■ What is being asked
From the line containing "purple painted person" to the last line of the data below, copy everything exactly and nothing else; pictures stay out.

■ Dataset excerpts
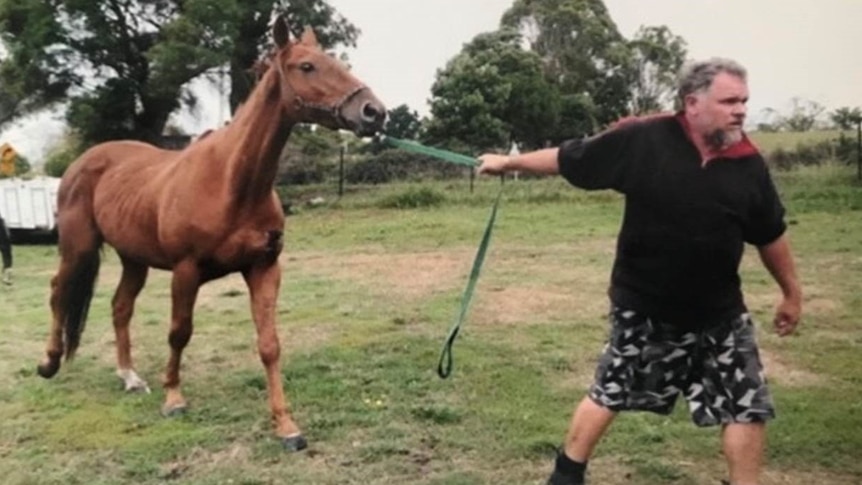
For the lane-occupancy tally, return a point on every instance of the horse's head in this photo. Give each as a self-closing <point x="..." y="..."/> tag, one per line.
<point x="319" y="87"/>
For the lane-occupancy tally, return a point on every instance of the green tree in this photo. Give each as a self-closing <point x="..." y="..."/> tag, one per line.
<point x="62" y="154"/>
<point x="658" y="55"/>
<point x="583" y="54"/>
<point x="803" y="115"/>
<point x="846" y="118"/>
<point x="403" y="123"/>
<point x="492" y="93"/>
<point x="123" y="66"/>
<point x="22" y="167"/>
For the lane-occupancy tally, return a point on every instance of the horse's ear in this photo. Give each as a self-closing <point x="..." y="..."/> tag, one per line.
<point x="308" y="37"/>
<point x="280" y="32"/>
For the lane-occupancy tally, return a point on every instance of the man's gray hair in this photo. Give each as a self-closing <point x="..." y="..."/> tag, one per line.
<point x="698" y="76"/>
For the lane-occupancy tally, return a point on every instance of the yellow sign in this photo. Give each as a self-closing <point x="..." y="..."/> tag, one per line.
<point x="7" y="159"/>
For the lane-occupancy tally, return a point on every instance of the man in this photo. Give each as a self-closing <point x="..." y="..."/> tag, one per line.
<point x="696" y="190"/>
<point x="6" y="252"/>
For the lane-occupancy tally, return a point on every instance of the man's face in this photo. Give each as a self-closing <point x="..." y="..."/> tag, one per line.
<point x="718" y="113"/>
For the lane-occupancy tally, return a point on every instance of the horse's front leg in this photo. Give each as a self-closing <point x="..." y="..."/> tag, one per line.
<point x="184" y="292"/>
<point x="263" y="284"/>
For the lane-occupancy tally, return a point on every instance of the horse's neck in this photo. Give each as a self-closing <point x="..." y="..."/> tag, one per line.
<point x="255" y="139"/>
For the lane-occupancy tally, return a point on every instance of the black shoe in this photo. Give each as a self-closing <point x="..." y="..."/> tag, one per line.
<point x="558" y="478"/>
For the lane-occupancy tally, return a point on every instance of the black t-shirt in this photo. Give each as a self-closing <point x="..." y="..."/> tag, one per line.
<point x="685" y="223"/>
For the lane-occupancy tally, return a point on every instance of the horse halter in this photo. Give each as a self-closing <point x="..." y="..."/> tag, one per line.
<point x="334" y="110"/>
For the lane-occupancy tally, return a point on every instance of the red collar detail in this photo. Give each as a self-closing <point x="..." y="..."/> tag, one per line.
<point x="742" y="149"/>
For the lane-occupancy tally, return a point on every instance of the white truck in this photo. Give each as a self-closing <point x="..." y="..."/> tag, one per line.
<point x="29" y="205"/>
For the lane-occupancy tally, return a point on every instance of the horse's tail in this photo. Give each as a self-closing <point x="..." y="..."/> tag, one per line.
<point x="76" y="302"/>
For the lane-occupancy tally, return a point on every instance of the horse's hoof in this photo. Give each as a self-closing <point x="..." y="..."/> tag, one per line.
<point x="174" y="411"/>
<point x="48" y="370"/>
<point x="294" y="443"/>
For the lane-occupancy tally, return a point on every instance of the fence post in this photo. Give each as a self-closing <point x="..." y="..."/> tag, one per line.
<point x="859" y="148"/>
<point x="341" y="171"/>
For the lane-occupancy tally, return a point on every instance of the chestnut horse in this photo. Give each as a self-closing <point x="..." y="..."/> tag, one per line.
<point x="201" y="212"/>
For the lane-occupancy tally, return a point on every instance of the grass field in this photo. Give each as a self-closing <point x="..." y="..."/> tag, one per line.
<point x="368" y="296"/>
<point x="768" y="142"/>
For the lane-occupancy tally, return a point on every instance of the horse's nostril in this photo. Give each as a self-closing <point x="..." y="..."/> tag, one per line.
<point x="371" y="112"/>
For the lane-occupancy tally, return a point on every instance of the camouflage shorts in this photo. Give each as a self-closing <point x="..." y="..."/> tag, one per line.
<point x="646" y="364"/>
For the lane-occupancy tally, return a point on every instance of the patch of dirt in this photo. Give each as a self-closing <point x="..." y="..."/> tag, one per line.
<point x="777" y="370"/>
<point x="406" y="275"/>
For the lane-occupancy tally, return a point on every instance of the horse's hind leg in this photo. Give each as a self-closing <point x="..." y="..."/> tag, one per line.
<point x="184" y="292"/>
<point x="263" y="283"/>
<point x="132" y="280"/>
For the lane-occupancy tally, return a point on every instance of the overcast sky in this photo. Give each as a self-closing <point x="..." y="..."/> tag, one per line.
<point x="792" y="48"/>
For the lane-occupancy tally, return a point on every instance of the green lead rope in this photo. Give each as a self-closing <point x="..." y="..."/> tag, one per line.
<point x="444" y="366"/>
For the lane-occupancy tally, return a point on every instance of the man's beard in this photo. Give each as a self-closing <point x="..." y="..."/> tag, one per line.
<point x="720" y="139"/>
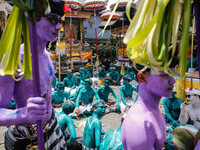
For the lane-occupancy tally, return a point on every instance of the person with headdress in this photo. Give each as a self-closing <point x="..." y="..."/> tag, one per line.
<point x="114" y="75"/>
<point x="126" y="92"/>
<point x="95" y="81"/>
<point x="105" y="91"/>
<point x="144" y="126"/>
<point x="59" y="95"/>
<point x="86" y="95"/>
<point x="68" y="80"/>
<point x="172" y="108"/>
<point x="92" y="131"/>
<point x="30" y="109"/>
<point x="102" y="74"/>
<point x="67" y="126"/>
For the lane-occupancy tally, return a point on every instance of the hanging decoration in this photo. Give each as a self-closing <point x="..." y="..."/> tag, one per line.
<point x="105" y="17"/>
<point x="75" y="6"/>
<point x="95" y="5"/>
<point x="90" y="21"/>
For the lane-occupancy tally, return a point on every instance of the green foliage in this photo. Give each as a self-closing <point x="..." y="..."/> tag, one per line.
<point x="104" y="51"/>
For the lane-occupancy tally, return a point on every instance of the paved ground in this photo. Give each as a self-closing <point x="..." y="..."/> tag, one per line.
<point x="109" y="121"/>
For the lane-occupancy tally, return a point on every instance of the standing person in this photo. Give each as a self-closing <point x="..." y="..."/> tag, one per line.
<point x="29" y="109"/>
<point x="95" y="81"/>
<point x="92" y="130"/>
<point x="59" y="95"/>
<point x="105" y="91"/>
<point x="68" y="80"/>
<point x="126" y="92"/>
<point x="144" y="126"/>
<point x="67" y="126"/>
<point x="89" y="64"/>
<point x="86" y="95"/>
<point x="172" y="108"/>
<point x="114" y="75"/>
<point x="102" y="74"/>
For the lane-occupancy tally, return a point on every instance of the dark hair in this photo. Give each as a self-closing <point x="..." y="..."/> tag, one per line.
<point x="57" y="7"/>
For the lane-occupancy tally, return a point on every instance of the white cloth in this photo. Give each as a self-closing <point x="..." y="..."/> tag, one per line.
<point x="95" y="83"/>
<point x="129" y="102"/>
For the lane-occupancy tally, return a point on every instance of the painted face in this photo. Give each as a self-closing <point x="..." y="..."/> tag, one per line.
<point x="125" y="82"/>
<point x="69" y="74"/>
<point x="195" y="100"/>
<point x="190" y="97"/>
<point x="91" y="67"/>
<point x="48" y="27"/>
<point x="107" y="83"/>
<point x="160" y="84"/>
<point x="100" y="109"/>
<point x="60" y="89"/>
<point x="173" y="95"/>
<point x="87" y="85"/>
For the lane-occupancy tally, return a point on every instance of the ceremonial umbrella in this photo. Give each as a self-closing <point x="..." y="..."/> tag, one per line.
<point x="75" y="5"/>
<point x="122" y="7"/>
<point x="95" y="5"/>
<point x="105" y="17"/>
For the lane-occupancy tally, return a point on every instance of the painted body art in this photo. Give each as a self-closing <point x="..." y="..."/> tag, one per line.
<point x="92" y="130"/>
<point x="145" y="115"/>
<point x="105" y="91"/>
<point x="86" y="96"/>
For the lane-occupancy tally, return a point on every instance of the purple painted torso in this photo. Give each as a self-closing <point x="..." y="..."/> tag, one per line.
<point x="143" y="129"/>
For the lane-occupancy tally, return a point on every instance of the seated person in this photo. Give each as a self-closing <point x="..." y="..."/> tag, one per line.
<point x="191" y="111"/>
<point x="59" y="95"/>
<point x="87" y="73"/>
<point x="86" y="95"/>
<point x="91" y="71"/>
<point x="109" y="70"/>
<point x="194" y="62"/>
<point x="68" y="80"/>
<point x="55" y="81"/>
<point x="126" y="92"/>
<point x="130" y="72"/>
<point x="144" y="126"/>
<point x="112" y="140"/>
<point x="82" y="73"/>
<point x="92" y="130"/>
<point x="76" y="83"/>
<point x="172" y="108"/>
<point x="105" y="91"/>
<point x="95" y="81"/>
<point x="89" y="64"/>
<point x="12" y="104"/>
<point x="67" y="126"/>
<point x="114" y="75"/>
<point x="102" y="74"/>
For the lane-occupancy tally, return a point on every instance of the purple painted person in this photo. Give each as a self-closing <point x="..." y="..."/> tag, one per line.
<point x="144" y="126"/>
<point x="29" y="109"/>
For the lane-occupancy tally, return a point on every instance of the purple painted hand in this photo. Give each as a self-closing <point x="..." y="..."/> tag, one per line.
<point x="36" y="109"/>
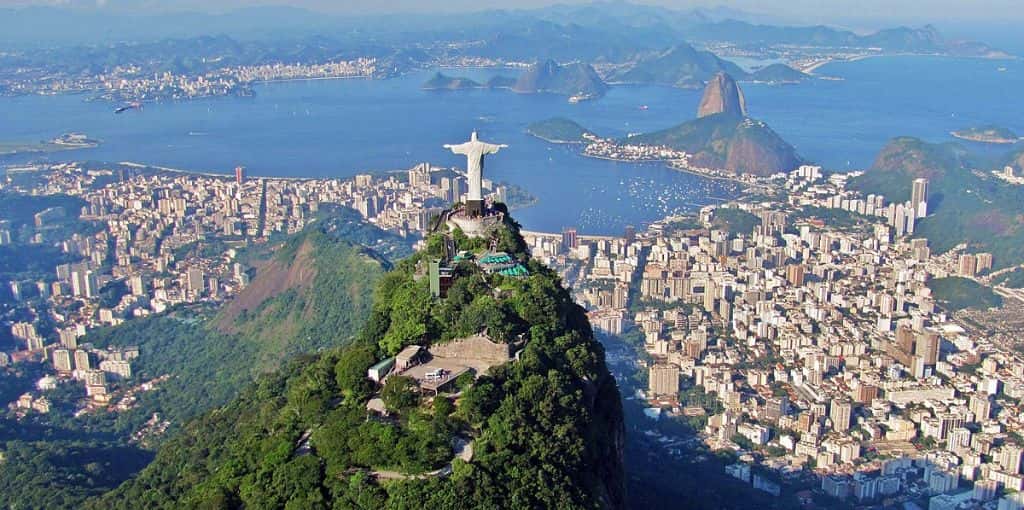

■ Reply to the exercise
For the lane-occupancy tally, return a point on every instance of the purple painted person in this photo. Give each as a self-closing <point x="..." y="..."/> tag, one per line.
<point x="144" y="126"/>
<point x="29" y="109"/>
For the lane-occupancy tally, return a point on every instance of the purple painted hand in this photo. Give each as a self-closing <point x="..." y="..."/> tag, one per line.
<point x="36" y="109"/>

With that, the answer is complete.